### WHAT THE TASK REQUIRES:
Pick up the essay below on chess and hope after its final line, and continue writing it.

-- Begin SOURCE PASSAGE --

Then, I remember my younger self. How much this game gave me. How it gave me hope when everything looked so bad. When I ran home with a bloody nose, beaten up just because I was different. I lost myself in these 64 squares where everything is fair. No injustice. No advantage or disadvantage (except for the first move – but that equalizes over time). Just a game where the better may win. A game so complex, you can study it forever. And escape from what hurts so much.
The skills I got in chess slowly helped me believe in myself. To go for a different life. To break stereotypes and do what feels right.
Just before writing these lines, I sat on my sofa crying, probably for the first time in over a year. I’m working on letting my emotions go and not controlling everything with my brain. I saw a story from a bullied kid who realized their dream of becoming a dancer. For him, dancing was the same escape chess was for me. Now, he wanted to send a message of hope and a better future through his dancing.
It made me realize helping others improve their chess is my vehicle for transmitting hope. The rating points gained are nothing compared to the stories behind them. Because my core message might get lost in the chess advice, here is what I would like to say to little Noël and anyone who needs to hear a message of hope.
1. Believe in yourself
You are so much more capable than you think. The most “successful” people are flawed humans who honed a skill, never gave up and try to improve every day.
Speaking of success. What society defines as success is a whole lot of BS.
2. Success means living your life according to your own values. And to have a positive impact on those around you.
In the eyes of many, I abandoned success twice. First, I gave up the hope of becoming a successful lawyer, CEO, or doctor (some of the jobs my parents would have liked me to go for) to pursue a chess career (before chess was cool!). Then, when it finally started to pay off, finances got better, chess became cool, my rating went up, I stopped without any plan for a future. I started from 0 as a coach and blogger. Back to step 1. For 18 months, I used up my savings because I barely made any money.
Yet, I felt and feel much better. I can work whenever I feel like. Help people. Have a positive impact. And I don’t have to travel to tournaments that I don’t want to play anymore. That is my success.
3. If nobody dislikes you, you aren’t truly yourself.
Us humans are all so similar, yet so different. It is impossible to be liked by everyone. The more true to yourself you are, the more people will think you are crazy and strange (insert worse insults). Who decides what being crazy really means? I would argue, studying a subject you don’t like, to work at a job you’ll hate, to buy a house that doesn’t make you happier… doing all of this to impress people you don’t like (or maybe even know), is crazy. Yet, that’s what society teaches us to do.
No matter what you do, how nice you are, how hard you try, someone will dislike you. And if you then make any dent in the world, as a thank you there will be haters. People who love nothing more than to see you fail. As long as you have a net positive impact and try your geniune best, this has nothing to do with you.
4. The goal is really only a direction.

-- End SOURCE PASSAGE --
-- Begin PROVIDED DATA --

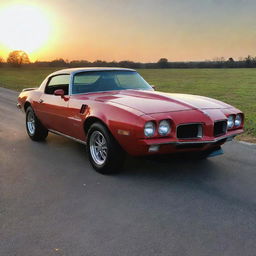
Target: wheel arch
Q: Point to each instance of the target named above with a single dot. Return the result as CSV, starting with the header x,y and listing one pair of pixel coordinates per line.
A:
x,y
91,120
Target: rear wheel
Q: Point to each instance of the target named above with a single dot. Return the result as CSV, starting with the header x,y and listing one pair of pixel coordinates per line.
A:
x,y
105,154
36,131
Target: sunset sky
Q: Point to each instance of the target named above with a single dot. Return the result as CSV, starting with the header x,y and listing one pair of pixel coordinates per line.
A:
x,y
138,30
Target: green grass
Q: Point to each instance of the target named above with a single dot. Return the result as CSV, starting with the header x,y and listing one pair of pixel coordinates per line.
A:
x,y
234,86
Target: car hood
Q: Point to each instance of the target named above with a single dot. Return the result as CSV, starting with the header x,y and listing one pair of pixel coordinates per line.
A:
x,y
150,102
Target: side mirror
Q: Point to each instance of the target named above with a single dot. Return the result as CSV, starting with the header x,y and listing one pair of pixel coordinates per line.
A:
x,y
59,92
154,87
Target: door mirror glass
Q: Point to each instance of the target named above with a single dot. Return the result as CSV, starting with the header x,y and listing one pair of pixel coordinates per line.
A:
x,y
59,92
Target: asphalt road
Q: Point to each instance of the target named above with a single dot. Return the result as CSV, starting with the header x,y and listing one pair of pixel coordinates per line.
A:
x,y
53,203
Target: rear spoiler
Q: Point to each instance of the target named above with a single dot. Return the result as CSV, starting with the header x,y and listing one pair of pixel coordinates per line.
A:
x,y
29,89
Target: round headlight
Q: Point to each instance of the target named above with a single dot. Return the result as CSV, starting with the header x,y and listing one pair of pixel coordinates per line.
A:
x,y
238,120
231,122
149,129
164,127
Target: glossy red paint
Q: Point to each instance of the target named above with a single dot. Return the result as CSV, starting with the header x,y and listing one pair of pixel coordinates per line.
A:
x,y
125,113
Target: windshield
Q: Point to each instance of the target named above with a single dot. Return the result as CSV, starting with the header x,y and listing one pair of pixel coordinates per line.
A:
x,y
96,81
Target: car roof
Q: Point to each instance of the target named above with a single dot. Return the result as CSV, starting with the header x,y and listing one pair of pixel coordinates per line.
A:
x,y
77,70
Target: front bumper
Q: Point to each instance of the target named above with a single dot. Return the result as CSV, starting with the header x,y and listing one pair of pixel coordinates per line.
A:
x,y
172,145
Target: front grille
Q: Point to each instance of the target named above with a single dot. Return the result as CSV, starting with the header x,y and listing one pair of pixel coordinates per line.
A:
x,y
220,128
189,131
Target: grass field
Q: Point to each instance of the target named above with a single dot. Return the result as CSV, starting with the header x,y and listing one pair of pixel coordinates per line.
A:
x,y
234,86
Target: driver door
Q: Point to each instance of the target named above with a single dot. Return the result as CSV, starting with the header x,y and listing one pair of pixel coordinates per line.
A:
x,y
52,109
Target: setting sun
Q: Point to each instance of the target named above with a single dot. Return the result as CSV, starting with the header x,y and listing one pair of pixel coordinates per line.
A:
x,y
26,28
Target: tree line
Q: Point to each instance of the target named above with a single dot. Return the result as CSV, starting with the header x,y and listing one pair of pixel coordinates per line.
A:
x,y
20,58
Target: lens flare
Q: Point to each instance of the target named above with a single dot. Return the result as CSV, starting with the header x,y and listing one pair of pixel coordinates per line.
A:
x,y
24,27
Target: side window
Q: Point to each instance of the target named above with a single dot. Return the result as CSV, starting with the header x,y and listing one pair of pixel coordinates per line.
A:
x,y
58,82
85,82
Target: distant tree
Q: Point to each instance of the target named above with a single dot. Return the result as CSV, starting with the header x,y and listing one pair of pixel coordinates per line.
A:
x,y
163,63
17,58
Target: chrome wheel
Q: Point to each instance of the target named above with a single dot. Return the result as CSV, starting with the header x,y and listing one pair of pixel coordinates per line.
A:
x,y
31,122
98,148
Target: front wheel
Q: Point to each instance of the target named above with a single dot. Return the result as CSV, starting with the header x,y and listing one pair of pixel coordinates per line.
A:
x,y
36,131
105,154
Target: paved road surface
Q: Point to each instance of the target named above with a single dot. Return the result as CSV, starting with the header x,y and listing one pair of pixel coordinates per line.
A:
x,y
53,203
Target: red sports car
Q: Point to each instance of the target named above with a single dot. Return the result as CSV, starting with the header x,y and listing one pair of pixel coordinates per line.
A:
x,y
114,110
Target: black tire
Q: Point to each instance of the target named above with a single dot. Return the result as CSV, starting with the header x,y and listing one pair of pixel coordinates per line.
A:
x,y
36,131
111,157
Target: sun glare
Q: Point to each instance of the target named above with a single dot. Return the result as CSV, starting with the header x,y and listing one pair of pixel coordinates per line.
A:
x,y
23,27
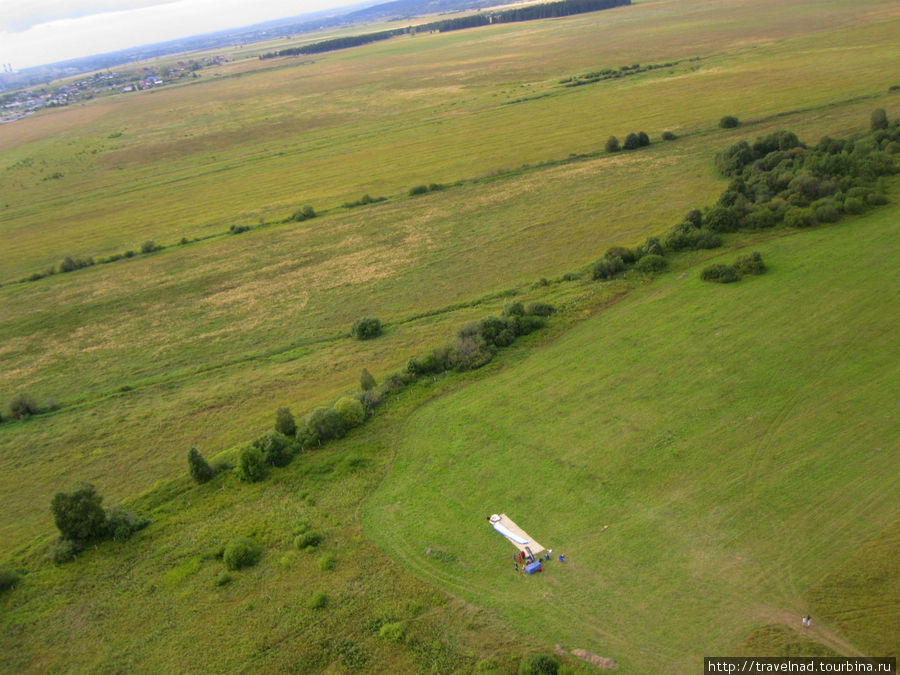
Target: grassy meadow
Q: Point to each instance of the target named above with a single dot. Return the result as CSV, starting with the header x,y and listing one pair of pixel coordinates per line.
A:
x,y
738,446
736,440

-- End PROVIDED DATA --

### OUTPUT OF THE TASK:
For years, I believed that by becoming a Grandmaster, I would finally feel good, proud of all my work, and that all the pain would be worth it for this one achievement. I would have finally “made it”. Then, when achieving it in 2017, I was excited for 1 hour… before realizing I felt even worse than before. Not only did my problems stay the same, but now the hope that one single achievement would change everything was gone. I entered what I call the GM depression (I observed this with many friends who got the GM title or achieved a big “lifelong” goal).
So, was all my effort wasted? Should you not go for big lofty goals?
No!
Going for it, working on myself taught me how to become a better person. I met the love of my life, worked with fabulous people and I laid the groundwork of what now is a job I love (back then I had no idea I would become an author/coach). The journey truly is what matters. Your goal is only an indication of direction. On the way there, so many unforseen things will happen that will make the journey worthwile.
I get asked often if I regret never crossing 2600 FIDE (my all-time high was 2588 FIDE). I can wholeheartedly say no. You know when I knew I needed to stop playing chess? It was when I thought:
“Let me reach 2700 (my long-term goal), then I will have succeeded, and I can stop playing”. When the goal is the only thing that matters and you don’t enjoy the journey, it is time to switch up something.
5. The Perspective
What I want to tell you is: keep going. Trust yourself. Be unique. Learn, live, laugh.
And in moments where anything seems to hard to keep going, use this one magic trick. It is free and always available.
Switch your perspective.
Every single situation can be looked at from different perspectives. Victor Frankl, a concentration camp survivor, managed to change his perspective while being tortured. If a man in such a seneless, injust and hopeless situation manages to change his perspective, you can too.
Life is a unique opportunity. And we humans are lifelong learners. As long as there is life, there is going to be change. And that leads to the hope of a better future.
If you read so far, thank you for your time. And sorry for this word salad, I have little experience writing when so emotional. Thanks to you I can do something as work I find truly meaningful. And if this helped you, share it with a friend you believe would benefit too from reading this.
Here is to more chess improvement. Not because rating matters. But to show yourself you can. To become more confident. To feel smart and in control. And to forget the world around you for a brief moment.
To play – and enjoy – a nice game of chess.
You got this. If I did it, you can do it too. I believe in you.
GM Noël Studer
PS: To any of my loved ones reading this. Thank you for being on this wild ride with me. I truly appreciate you. Without you, I wouldn’t have made it through my darker periods. Big hugs.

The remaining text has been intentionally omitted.